*** QUOTED PASSAGE

OpenAI announced its latest generative AI model, Sora, yesterday (5th), which will allow users to generate short videos based on text input. Currently, the model is undergoing undisclosed safety and functionality tests.
Sora can generate high-quality videos up to one minute long based on user-provided text descriptions. It has the ability to create complex scene videos with multiple characters, specific actions, precise thematic details, and backgrounds. The underlying model has a deep understanding of language, enabling it to accurately interpret user prompts and generate characters that express vivid emotions. It can also create multiple scenes in a single short video, maintaining consistent characters and visual styles across different scenes. OpenAI has already provided Sora for testing to a select group of red team practitioners, as well as a few visual designers, photographers, and producers to gather professional feedback.
Sora is similar to AI models released by Meta and Google, namely Emu Video and VideoPoet, respectively.
From a technical standpoint, Sora is a diffusion model that starts with a seemingly static noise frame and progressively generates a video by removing the noise. It builds upon the research of the DALL-E and GPT models, utilizing DALL-E 3’s recaptioning technique to generate highly descriptive text for visual training data. Consequently, it can produce videos based on user-text instructions. In addition to textual prompts, the model can also animate static images to generate videos. Sora has the capability to create new videos from scratch, extend existing videos, or fill in missing frames.
OpenAI states that Sora serves as the foundation for a model capable of understanding and simulating the real world. The company believes it represents a significant milestone in achieving Artificial General Intelligence (AGI).
However, Sora still requires further improvement, particularly in accurately depicting complex scenes and understanding specific causal relationships. For instance, a character in the generated video may appear to take a bite of a cookie, but there is no visible bite mark on the cookie. Sometimes, the model may confuse details provided in the prompts, such as mixing up left and right, or inaccurately describing events that occur over a duration of time, such as tracking camera movements.
Before making Sora available to the public, OpenAI is actively reinforcing its safety testing. The company is conducting red team exercises to assess the model’s susceptibility to false information, hate content, and bias. The development team is also working on building tools to detect deceptive content, such as detection classifiers that can be applied during the video generation process.
To provide identification, OpenAI plans to incorporate C2PA metadata into the videos generated by Sora when it is deployed in OpenAI products. C2PA is an AI content recognition standard developed through collaboration between Meta and industry alliances. OpenAI has already included C2PA metadata in the images generated by DALL-E 3.
Furthermore, OpenAI will implement security measures for Sora using its existing safety technology. For example, a text classifier will reject prompts that violate usage policies, and an image classifier will review video frames to ensure compliance with policies. The company also commits to collaborating with lawmakers, educators, and artists to address concerns related to AI.

******
*** DATA UNDER STUDY

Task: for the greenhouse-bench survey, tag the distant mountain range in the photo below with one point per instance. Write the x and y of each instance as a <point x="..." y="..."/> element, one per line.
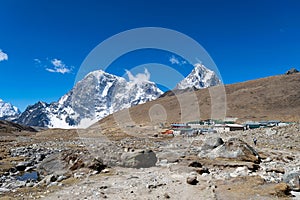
<point x="8" y="111"/>
<point x="100" y="94"/>
<point x="271" y="98"/>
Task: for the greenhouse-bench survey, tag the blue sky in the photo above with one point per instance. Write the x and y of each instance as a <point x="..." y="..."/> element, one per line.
<point x="44" y="42"/>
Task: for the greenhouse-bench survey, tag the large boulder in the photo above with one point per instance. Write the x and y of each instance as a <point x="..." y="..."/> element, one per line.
<point x="293" y="180"/>
<point x="67" y="161"/>
<point x="211" y="142"/>
<point x="139" y="159"/>
<point x="235" y="149"/>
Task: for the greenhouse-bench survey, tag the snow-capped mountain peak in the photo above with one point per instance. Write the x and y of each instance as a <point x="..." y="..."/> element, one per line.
<point x="8" y="111"/>
<point x="94" y="97"/>
<point x="200" y="77"/>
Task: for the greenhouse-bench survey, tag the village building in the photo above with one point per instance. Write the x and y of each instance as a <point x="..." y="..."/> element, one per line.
<point x="221" y="128"/>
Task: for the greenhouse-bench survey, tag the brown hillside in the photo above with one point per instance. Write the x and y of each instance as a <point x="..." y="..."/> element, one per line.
<point x="272" y="98"/>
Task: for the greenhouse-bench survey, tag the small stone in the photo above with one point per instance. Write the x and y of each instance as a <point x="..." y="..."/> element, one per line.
<point x="106" y="170"/>
<point x="192" y="180"/>
<point x="167" y="196"/>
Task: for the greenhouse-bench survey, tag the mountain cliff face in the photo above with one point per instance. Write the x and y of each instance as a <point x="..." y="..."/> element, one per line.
<point x="100" y="94"/>
<point x="200" y="77"/>
<point x="8" y="111"/>
<point x="96" y="96"/>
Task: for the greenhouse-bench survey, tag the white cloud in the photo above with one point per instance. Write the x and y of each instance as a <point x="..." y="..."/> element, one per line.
<point x="140" y="77"/>
<point x="3" y="56"/>
<point x="57" y="66"/>
<point x="174" y="60"/>
<point x="38" y="61"/>
<point x="177" y="61"/>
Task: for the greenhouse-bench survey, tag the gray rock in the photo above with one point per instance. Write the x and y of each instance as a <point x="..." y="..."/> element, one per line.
<point x="53" y="164"/>
<point x="139" y="159"/>
<point x="293" y="180"/>
<point x="235" y="149"/>
<point x="211" y="142"/>
<point x="192" y="179"/>
<point x="23" y="165"/>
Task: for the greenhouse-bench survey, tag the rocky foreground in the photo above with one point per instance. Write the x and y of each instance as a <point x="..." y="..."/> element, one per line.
<point x="77" y="164"/>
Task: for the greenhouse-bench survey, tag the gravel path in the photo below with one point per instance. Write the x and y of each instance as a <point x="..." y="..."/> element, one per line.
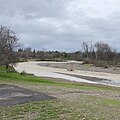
<point x="45" y="69"/>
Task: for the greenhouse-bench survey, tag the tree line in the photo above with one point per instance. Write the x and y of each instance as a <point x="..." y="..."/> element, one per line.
<point x="11" y="51"/>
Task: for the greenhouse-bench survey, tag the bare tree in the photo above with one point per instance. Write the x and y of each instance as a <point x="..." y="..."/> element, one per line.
<point x="103" y="51"/>
<point x="86" y="49"/>
<point x="8" y="45"/>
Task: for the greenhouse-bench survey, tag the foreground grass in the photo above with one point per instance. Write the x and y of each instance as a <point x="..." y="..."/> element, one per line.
<point x="74" y="101"/>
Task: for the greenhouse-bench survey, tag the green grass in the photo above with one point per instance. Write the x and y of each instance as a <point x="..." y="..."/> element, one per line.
<point x="75" y="101"/>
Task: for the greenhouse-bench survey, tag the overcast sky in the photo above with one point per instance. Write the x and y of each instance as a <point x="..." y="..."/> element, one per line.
<point x="62" y="24"/>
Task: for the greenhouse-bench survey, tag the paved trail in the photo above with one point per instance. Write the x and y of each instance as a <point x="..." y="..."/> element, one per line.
<point x="34" y="68"/>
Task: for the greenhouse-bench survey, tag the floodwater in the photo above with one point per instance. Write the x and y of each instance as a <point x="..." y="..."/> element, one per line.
<point x="34" y="68"/>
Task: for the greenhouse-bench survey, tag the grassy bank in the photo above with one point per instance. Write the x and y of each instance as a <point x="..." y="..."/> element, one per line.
<point x="75" y="101"/>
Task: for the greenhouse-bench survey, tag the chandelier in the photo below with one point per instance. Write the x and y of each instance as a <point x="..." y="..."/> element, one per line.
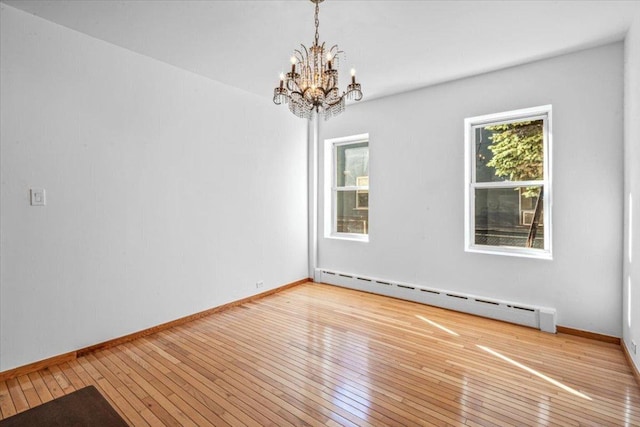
<point x="312" y="83"/>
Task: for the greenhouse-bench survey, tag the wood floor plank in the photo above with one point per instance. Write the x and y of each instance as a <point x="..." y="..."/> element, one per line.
<point x="319" y="355"/>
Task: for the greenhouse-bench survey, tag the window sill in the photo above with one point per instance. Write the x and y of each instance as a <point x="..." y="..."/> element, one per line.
<point x="349" y="236"/>
<point x="508" y="251"/>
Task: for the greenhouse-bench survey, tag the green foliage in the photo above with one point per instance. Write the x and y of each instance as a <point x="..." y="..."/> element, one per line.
<point x="518" y="152"/>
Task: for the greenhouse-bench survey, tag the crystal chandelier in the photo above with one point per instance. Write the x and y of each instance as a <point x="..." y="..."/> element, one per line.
<point x="312" y="83"/>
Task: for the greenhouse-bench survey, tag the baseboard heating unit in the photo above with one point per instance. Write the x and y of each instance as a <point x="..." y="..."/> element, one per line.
<point x="542" y="318"/>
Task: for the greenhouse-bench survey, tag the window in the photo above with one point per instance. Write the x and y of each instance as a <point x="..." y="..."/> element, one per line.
<point x="508" y="183"/>
<point x="347" y="187"/>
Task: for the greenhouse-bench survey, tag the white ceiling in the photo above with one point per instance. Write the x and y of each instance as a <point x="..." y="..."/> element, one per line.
<point x="394" y="45"/>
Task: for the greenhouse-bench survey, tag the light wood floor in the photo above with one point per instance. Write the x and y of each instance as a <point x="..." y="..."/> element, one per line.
<point x="321" y="355"/>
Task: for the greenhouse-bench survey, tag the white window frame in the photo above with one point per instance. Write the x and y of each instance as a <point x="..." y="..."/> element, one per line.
<point x="470" y="124"/>
<point x="331" y="189"/>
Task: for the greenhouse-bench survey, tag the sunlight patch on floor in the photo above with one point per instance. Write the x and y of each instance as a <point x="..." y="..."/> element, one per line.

******

> _USING THE INFORMATION_
[1] Copy from the Sora article above, starting at "However, Sora still" and ending at "video generation process.".
[2] According to the Sora article, how long can the videos Sora generates be?
[3] Sum up the Sora article in two sentences.

> _PER-TASK ANSWERS_
[1]
However, Sora still requires further improvement, particularly in accurately depicting complex scenes and understanding specific causal relationships. For instance, a character in the generated video may appear to take a bite of a cookie, but there is no visible bite mark on the cookie. Sometimes, the model may confuse details provided in the prompts, such as mixing up left and right, or inaccurately describing events that occur over a duration of time, such as tracking camera movements.
Before making Sora available to the public, OpenAI is actively reinforcing its safety testing. The company is conducting red team exercises to assess the model’s susceptibility to false information, hate content, and bias. The development team is also working on building tools to detect deceptive content, such as detection classifiers that can be applied during the video generation process.

[2] Up to one minute long.

[3] OpenAI has announced Sora, a diffusion model that generates short videos of up to one minute from text descriptions and can also animate still images, extend videos, or fill in missing frames, though it still struggles with complex scenes and cause and effect. Before a public release, OpenAI is strengthening safety testing through red team exercises, detection tools, C2PA metadata, and classifiers that reject prompts and review video frames that violate its policies.